→ **O que se espera**
Indique, com base no texto fornecido, há quanto tempo Clementina havia comprado o tapete que prometia tirar do armário.

→ **Texto fornecido**
Ela mesma ainda estava entendendo. Embora abortadas antes de chegarem a escorrer, as lágrimas permitiam-lhe perceber, ainda de relance, a sombra verde de um dos tentáculos da asquerosa. Ao crescer ela se tornava menos ágil, já não conseguia retrair-se rapidamente. Clementina sabia, por experiência própria, que o melhor era não esperar. Se fosse reativa, poderia evitar maiores aborrecimentos. Começava então a mobilizar seu arsenal. Primeiro conversava com o marido. Depois com uma ou duas amigas. Com os pais não valia a pena, já estavam velhinhos, se preocupariam à toa. Lembrava de uma amiga que vivia dizendo que a yoga lhe salvara a vida; mas a esta altura era tarde, não tinha forças para começar nada. Prometia-se que, quando tudo tivesse passado, tiraria do armário o tapete que comprara há uns sete anos atrás e usara apenas uma vez, numa aula experimental.

 

Apesar de todos os esforços, a paralisia se instalava. Clementina quase não falava. Pra quê? Não havia resposta, o eco se transformara em oco. Tampouco ouvia. A ameba envolvera sua cabeça e entrara nos seus ouvidos, as palavras perderam suas propriedades de palavras. Uma vez filtradas pelo fluido verde, restaram apenas ruídos ou, no melhor dos casos, onomatopeias. Tudo se fora, ficara o vazio.

→ **Listagem**

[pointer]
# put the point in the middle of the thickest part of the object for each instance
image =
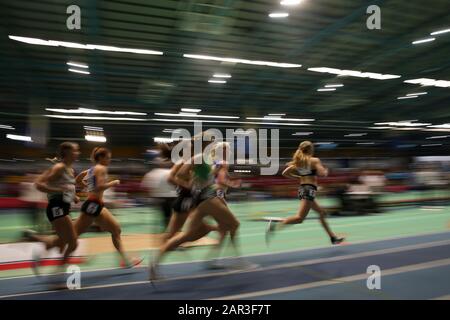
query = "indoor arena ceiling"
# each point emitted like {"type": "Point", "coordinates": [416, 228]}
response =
{"type": "Point", "coordinates": [233, 38]}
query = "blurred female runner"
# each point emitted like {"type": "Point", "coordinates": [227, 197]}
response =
{"type": "Point", "coordinates": [205, 202]}
{"type": "Point", "coordinates": [306, 168]}
{"type": "Point", "coordinates": [59, 184]}
{"type": "Point", "coordinates": [93, 209]}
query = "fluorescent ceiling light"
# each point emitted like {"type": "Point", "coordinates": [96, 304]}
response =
{"type": "Point", "coordinates": [407, 97]}
{"type": "Point", "coordinates": [193, 115]}
{"type": "Point", "coordinates": [191, 110]}
{"type": "Point", "coordinates": [221, 75]}
{"type": "Point", "coordinates": [320, 90]}
{"type": "Point", "coordinates": [54, 43]}
{"type": "Point", "coordinates": [279, 15]}
{"type": "Point", "coordinates": [423, 40]}
{"type": "Point", "coordinates": [430, 82]}
{"type": "Point", "coordinates": [353, 73]}
{"type": "Point", "coordinates": [243, 61]}
{"type": "Point", "coordinates": [79, 71]}
{"type": "Point", "coordinates": [290, 2]}
{"type": "Point", "coordinates": [18, 137]}
{"type": "Point", "coordinates": [279, 118]}
{"type": "Point", "coordinates": [93, 118]}
{"type": "Point", "coordinates": [302, 133]}
{"type": "Point", "coordinates": [217, 81]}
{"type": "Point", "coordinates": [2, 126]}
{"type": "Point", "coordinates": [95, 138]}
{"type": "Point", "coordinates": [441, 126]}
{"type": "Point", "coordinates": [439, 32]}
{"type": "Point", "coordinates": [77, 64]}
{"type": "Point", "coordinates": [94, 111]}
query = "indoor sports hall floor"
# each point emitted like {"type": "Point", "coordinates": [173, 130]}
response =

→ **Resultado da tarefa**
Há uns sete anos.